(Passage to read)

Stephen: Yeah, there were times that I felt like I really had to butch it up, because I would, you know, like I was leading a double life. Hanging around with street thugs, and you know, cool kids, cool straight kids. The Italian kids, all that, and then, you know, going to dance school and sleeping with my 23 year old dance teacher.


Paul: Why do you think there’s such a predatory atmosphere, is that typical of all kind of, that you were, that you had to sleep with all these dance teachers?


Stephen: I don’t think, no, I don’t think it happens to everybody, but I think it’s pretty much, it’s—


Paul: I know it happens a lot in the performing arts. Like a lot of acting teachers will sleep with their students—


Stephen: Yeah, yeah—


Paul: And I suppose in college a lot of teachers sleep with their students, so I guess why should the dance world be any different? And you know, there’s also that theory that they can pick up the vibe of somebody who has previously been violated, and who is, whose boundaries are easy to violate. And is it possible that they also sense that in you, that I can get away with it with this person? I can dominate this person.


Stephen: Yeah. I think so, and I also think that I learned at that point in my life, I learned that, my sexuality, or my sensuality was my tool. I don’t remember feeling like I’d been given anything, like love, attention, any clothing, anything, but I could, you know, I could use, I was good looking, so I could use that—


Paul: You still are good looking.


Stephen: Well thanks. Want to have sex? I could use it. I really could use it. And like, not only did I sleep with my dance teacher, I slept with his partner. And he, my dance teacher would, I used to get, he was kind of, not kind of, he was abusive. And sort of like, I either fuck you with this Pond’s cold cream, or you don’t dance. Or you don’t do, or you don’t go to New York to us. Or you don’t, you know, like that kind of shit. And then his boyfriend was the tenderer one, he would, I would sleep with him, and I would get a new coat that I liked. Or I would get treated, he treated me kindly. He was still raping me, but he was sweet to me, and kind to me, and made me feel wanted and he validated me. So, somewhere in there, I learned, being that fucked up kid that was like, felt useless and worthless, figured out, I can, I know how to make you like me—


Paul: And so you moved to New York when you were—


Stephen: Thirty. Took me that long. Because I quit, I quit dancing for a while, I was like ‘fuck it, I can’t take it’, for a while. And I quit dancing for a while, and that’s when I went into hair.


Paul: The musical?


Stephen: No.


Paul: The Salon?


Stephen: Oh yeah, that’s when I did hair for. Yeah, that’s when I started doing hair for a living, and you know—


Paul: And was this a revival of it, or this was, this was too late for this to be the original run of it, this would have been in the 80’s—


Stephen: No I went into salon doing hair—


Paul: Oh, seriously!


Stephen: I quit dancing, because I had had enough of the abuse, and—


Paul: Oh! I thought you meant you had gone to Broadway and had got into the musical Hair—


Stephen: No, Paul!


Paul: I’m such a doofus.

(End Passage to read)
(Available data)

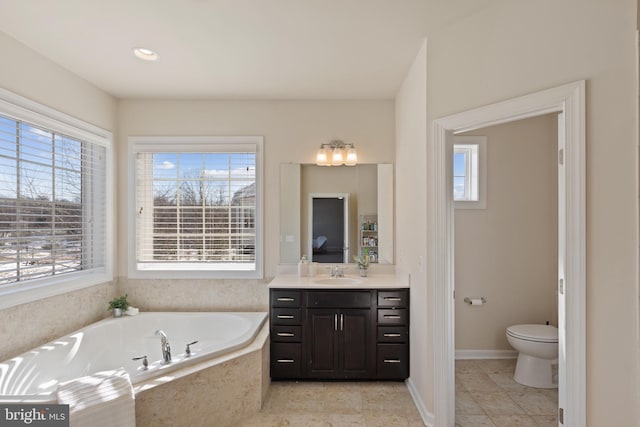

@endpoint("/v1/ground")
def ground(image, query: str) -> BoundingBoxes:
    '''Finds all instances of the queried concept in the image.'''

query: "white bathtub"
[0,312,267,402]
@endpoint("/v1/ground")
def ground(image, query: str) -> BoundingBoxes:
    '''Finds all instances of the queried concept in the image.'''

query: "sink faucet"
[156,329,171,364]
[329,265,344,277]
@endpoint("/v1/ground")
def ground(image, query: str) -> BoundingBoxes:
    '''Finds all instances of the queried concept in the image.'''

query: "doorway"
[452,114,558,425]
[308,193,349,263]
[429,81,586,426]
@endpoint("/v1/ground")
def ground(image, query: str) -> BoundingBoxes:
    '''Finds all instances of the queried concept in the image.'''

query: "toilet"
[507,325,558,388]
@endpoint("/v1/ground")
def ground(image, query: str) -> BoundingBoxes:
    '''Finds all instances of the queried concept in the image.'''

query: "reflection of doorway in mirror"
[309,193,349,263]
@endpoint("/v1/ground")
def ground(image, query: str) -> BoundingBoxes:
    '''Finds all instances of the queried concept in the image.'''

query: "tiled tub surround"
[456,359,558,427]
[118,277,269,311]
[0,282,115,360]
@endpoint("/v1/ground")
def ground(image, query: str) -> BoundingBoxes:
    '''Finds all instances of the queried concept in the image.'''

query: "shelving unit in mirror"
[358,215,379,263]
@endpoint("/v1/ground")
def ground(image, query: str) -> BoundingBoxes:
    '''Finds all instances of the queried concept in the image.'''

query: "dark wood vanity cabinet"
[270,289,409,380]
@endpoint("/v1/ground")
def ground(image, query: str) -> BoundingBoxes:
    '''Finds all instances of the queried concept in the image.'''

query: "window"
[0,91,111,307]
[453,136,487,209]
[130,137,262,278]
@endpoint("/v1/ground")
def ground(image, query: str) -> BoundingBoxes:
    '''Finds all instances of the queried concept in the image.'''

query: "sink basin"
[313,277,362,285]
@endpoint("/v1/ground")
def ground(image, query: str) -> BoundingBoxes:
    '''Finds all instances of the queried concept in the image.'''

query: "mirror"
[307,193,351,263]
[280,163,394,264]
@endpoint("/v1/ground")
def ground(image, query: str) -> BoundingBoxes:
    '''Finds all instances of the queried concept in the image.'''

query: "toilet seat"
[507,325,558,343]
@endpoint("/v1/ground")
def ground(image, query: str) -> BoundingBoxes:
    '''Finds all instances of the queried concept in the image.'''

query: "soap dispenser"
[298,255,309,277]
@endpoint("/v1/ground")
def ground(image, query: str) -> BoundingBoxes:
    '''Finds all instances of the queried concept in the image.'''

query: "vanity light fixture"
[316,140,358,166]
[133,47,160,61]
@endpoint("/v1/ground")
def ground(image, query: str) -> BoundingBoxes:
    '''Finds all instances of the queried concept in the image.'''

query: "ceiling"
[0,0,427,99]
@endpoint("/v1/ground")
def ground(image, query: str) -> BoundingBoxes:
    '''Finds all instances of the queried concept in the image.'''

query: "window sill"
[0,270,113,310]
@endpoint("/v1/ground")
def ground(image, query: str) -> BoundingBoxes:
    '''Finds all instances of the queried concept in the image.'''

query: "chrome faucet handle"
[131,356,149,371]
[184,341,198,357]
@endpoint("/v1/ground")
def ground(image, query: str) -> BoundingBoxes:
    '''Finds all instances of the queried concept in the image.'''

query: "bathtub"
[0,312,267,403]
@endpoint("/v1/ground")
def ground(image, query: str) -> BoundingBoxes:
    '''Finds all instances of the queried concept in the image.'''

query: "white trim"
[427,81,586,426]
[127,136,264,279]
[456,350,518,360]
[405,378,436,427]
[0,88,114,310]
[0,88,113,147]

(End Available data)

*What you will do*. In the interview, condense Stephen's reply that begins "Thirty. Took me that long" into a short bulleted list of its main facts.

*Response area*.
- He was thirty when he moved to New York.
- It took him that long because he had quit dancing for a while, feeling he could no longer take it.
- During that break from dancing, he went into hair.